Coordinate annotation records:
:::

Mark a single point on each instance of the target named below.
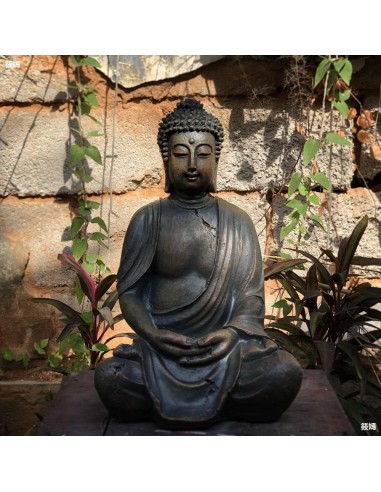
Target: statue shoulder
(234, 211)
(147, 213)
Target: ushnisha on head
(188, 116)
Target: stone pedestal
(78, 411)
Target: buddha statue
(190, 285)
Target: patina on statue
(190, 284)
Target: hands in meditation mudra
(190, 285)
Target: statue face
(191, 162)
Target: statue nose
(192, 163)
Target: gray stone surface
(261, 148)
(135, 70)
(78, 411)
(21, 402)
(34, 154)
(38, 79)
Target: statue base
(77, 411)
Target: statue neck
(191, 203)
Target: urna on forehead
(192, 138)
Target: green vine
(333, 77)
(80, 152)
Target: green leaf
(338, 139)
(99, 347)
(344, 69)
(94, 154)
(106, 314)
(55, 359)
(25, 360)
(285, 231)
(104, 286)
(91, 99)
(294, 183)
(95, 120)
(77, 153)
(299, 206)
(83, 175)
(281, 266)
(342, 107)
(322, 69)
(100, 222)
(317, 221)
(79, 295)
(38, 349)
(95, 133)
(314, 199)
(111, 299)
(89, 267)
(84, 108)
(302, 189)
(87, 317)
(76, 60)
(92, 204)
(323, 180)
(310, 149)
(76, 225)
(346, 255)
(44, 342)
(7, 354)
(284, 305)
(97, 236)
(90, 62)
(344, 95)
(365, 261)
(79, 248)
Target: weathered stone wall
(261, 148)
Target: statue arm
(164, 341)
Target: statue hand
(217, 345)
(175, 344)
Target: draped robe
(232, 297)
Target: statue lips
(191, 176)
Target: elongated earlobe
(168, 188)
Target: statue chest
(187, 243)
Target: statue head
(188, 116)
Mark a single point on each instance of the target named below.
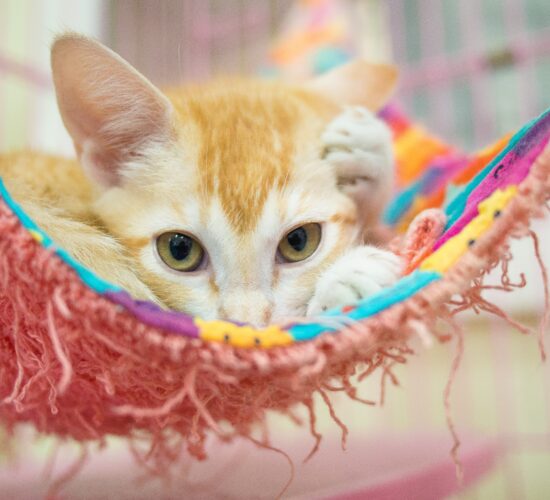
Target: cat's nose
(247, 306)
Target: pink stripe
(513, 168)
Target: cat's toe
(350, 281)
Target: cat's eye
(180, 251)
(300, 243)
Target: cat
(237, 199)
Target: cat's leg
(91, 247)
(359, 146)
(357, 274)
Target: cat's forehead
(250, 139)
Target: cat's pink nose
(247, 306)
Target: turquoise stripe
(403, 289)
(85, 274)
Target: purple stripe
(511, 170)
(153, 315)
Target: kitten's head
(219, 191)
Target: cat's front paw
(359, 145)
(356, 275)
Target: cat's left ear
(110, 110)
(358, 83)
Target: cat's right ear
(110, 110)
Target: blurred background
(471, 70)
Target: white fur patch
(359, 273)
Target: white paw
(356, 275)
(359, 145)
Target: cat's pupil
(180, 246)
(297, 239)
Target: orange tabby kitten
(235, 199)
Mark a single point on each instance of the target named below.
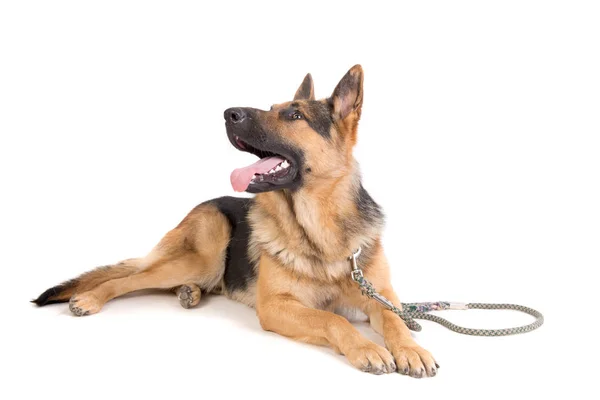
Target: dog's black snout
(235, 115)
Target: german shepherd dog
(286, 250)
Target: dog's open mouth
(271, 169)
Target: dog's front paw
(188, 295)
(370, 357)
(85, 303)
(414, 361)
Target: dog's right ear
(306, 91)
(348, 94)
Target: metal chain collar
(411, 311)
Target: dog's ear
(306, 91)
(348, 94)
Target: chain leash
(411, 311)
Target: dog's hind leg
(189, 295)
(192, 256)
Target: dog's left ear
(348, 94)
(306, 91)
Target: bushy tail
(87, 281)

:::

Can you render the records above as a Markdown table with the columns "Row" and "Line," giving each line its own numbered row, skipping blank lines, and leaving the pictures out?

| Row | Line |
|---|---|
| 1 | Mark a single point on each instance of the target named below. |
| 2 | Target: statue shoulder |
| 3 | (234, 211) |
| 4 | (147, 213) |
| 5 | Target: ushnisha on head |
| 6 | (188, 116) |
| 7 | Target: stone pedestal |
| 8 | (78, 411) |
| 9 | Target: buddha statue |
| 10 | (190, 285) |
| 11 | Target: patina on statue |
| 12 | (190, 284) |
| 13 | Target: hands in meditation mudra |
| 14 | (190, 285) |
| 15 | Target: statue face |
| 16 | (191, 162) |
| 17 | Target: statue nose |
| 18 | (192, 163) |
| 19 | Target: gray stone surface |
| 20 | (261, 148) |
| 21 | (135, 70) |
| 22 | (78, 411) |
| 23 | (21, 402) |
| 24 | (34, 154) |
| 25 | (38, 79) |
| 26 | Target: statue base |
| 27 | (77, 411) |
| 28 | Target: statue neck |
| 29 | (191, 203) |
| 30 | Target: urna on forehead |
| 31 | (192, 138) |
| 32 | Target: green vine |
| 33 | (333, 77) |
| 34 | (80, 152) |
| 35 | Target: green leaf |
| 36 | (338, 139) |
| 37 | (99, 347) |
| 38 | (344, 69) |
| 39 | (94, 154) |
| 40 | (106, 314) |
| 41 | (55, 359) |
| 42 | (25, 360) |
| 43 | (285, 231) |
| 44 | (104, 286) |
| 45 | (91, 99) |
| 46 | (294, 183) |
| 47 | (95, 120) |
| 48 | (77, 153) |
| 49 | (299, 206) |
| 50 | (83, 175) |
| 51 | (281, 266) |
| 52 | (342, 107) |
| 53 | (322, 69) |
| 54 | (100, 222) |
| 55 | (317, 221) |
| 56 | (79, 295) |
| 57 | (38, 349) |
| 58 | (95, 133) |
| 59 | (314, 199) |
| 60 | (111, 299) |
| 61 | (89, 267) |
| 62 | (84, 108) |
| 63 | (302, 189) |
| 64 | (87, 317) |
| 65 | (76, 60) |
| 66 | (92, 204) |
| 67 | (323, 180) |
| 68 | (310, 149) |
| 69 | (76, 225) |
| 70 | (346, 255) |
| 71 | (44, 342) |
| 72 | (7, 354) |
| 73 | (284, 305) |
| 74 | (97, 236) |
| 75 | (90, 62) |
| 76 | (344, 95) |
| 77 | (365, 261) |
| 78 | (79, 248) |
| 79 | Target: weathered stone wall |
| 80 | (261, 148) |
| 81 | Target: statue arm |
| 82 | (164, 341) |
| 83 | Target: statue hand |
| 84 | (217, 345) |
| 85 | (175, 344) |
| 86 | Target: draped robe |
| 87 | (232, 297) |
| 88 | Target: statue lips |
| 89 | (191, 176) |
| 90 | Target: elongated earlobe |
| 91 | (168, 188) |
| 92 | Target: statue chest |
| 93 | (187, 243) |
| 94 | Target: statue head |
| 95 | (188, 116) |
| 96 | Mark a single point on each instance of the target named below. |
| 97 | Target: cat's nose |
| 98 | (247, 306) |
| 99 | Target: pink stripe |
| 100 | (513, 168) |
| 101 | Target: cat's toe |
| 102 | (350, 281) |
| 103 | Target: cat's eye |
| 104 | (180, 251) |
| 105 | (300, 243) |
| 106 | Target: cat |
| 107 | (237, 199) |
| 108 | Target: cat's leg |
| 109 | (91, 247) |
| 110 | (359, 146) |
| 111 | (357, 274) |
| 112 | Target: cat's forehead |
| 113 | (250, 139) |
| 114 | Target: cat's pink nose |
| 115 | (247, 306) |
| 116 | Target: turquoise stripe |
| 117 | (403, 289) |
| 118 | (85, 274) |
| 119 | Target: purple stripe |
| 120 | (511, 170) |
| 121 | (153, 315) |
| 122 | Target: kitten's head |
| 123 | (219, 191) |
| 124 | Target: cat's front paw |
| 125 | (359, 145) |
| 126 | (356, 275) |
| 127 | Target: cat's left ear |
| 128 | (110, 110) |
| 129 | (358, 83) |
| 130 | Target: cat's right ear |
| 131 | (110, 110) |
| 132 | Target: blurred background |
| 133 | (471, 70) |
| 134 | Target: white fur patch |
| 135 | (359, 273) |
| 136 | Target: white paw |
| 137 | (356, 275) |
| 138 | (359, 145) |
| 139 | Target: cat's pupil |
| 140 | (180, 246) |
| 141 | (297, 239) |
| 142 | Target: orange tabby kitten |
| 143 | (235, 199) |
| 144 | Mark a single point on each instance of the target named below. |
| 145 | Target: dog's black snout |
| 146 | (235, 115) |
| 147 | Target: german shepherd dog |
| 148 | (286, 250) |
| 149 | Target: dog's open mouth |
| 150 | (271, 169) |
| 151 | Target: dog's front paw |
| 152 | (188, 295) |
| 153 | (370, 357) |
| 154 | (85, 303) |
| 155 | (414, 361) |
| 156 | Target: dog's right ear |
| 157 | (306, 91) |
| 158 | (348, 94) |
| 159 | Target: metal chain collar |
| 160 | (411, 311) |
| 161 | Target: dog's ear |
| 162 | (306, 91) |
| 163 | (348, 94) |
| 164 | Target: chain leash |
| 165 | (411, 311) |
| 166 | Target: dog's hind leg |
| 167 | (189, 295) |
| 168 | (192, 256) |
| 169 | Target: dog's left ear |
| 170 | (348, 94) |
| 171 | (306, 91) |
| 172 | Target: bushy tail |
| 173 | (87, 281) |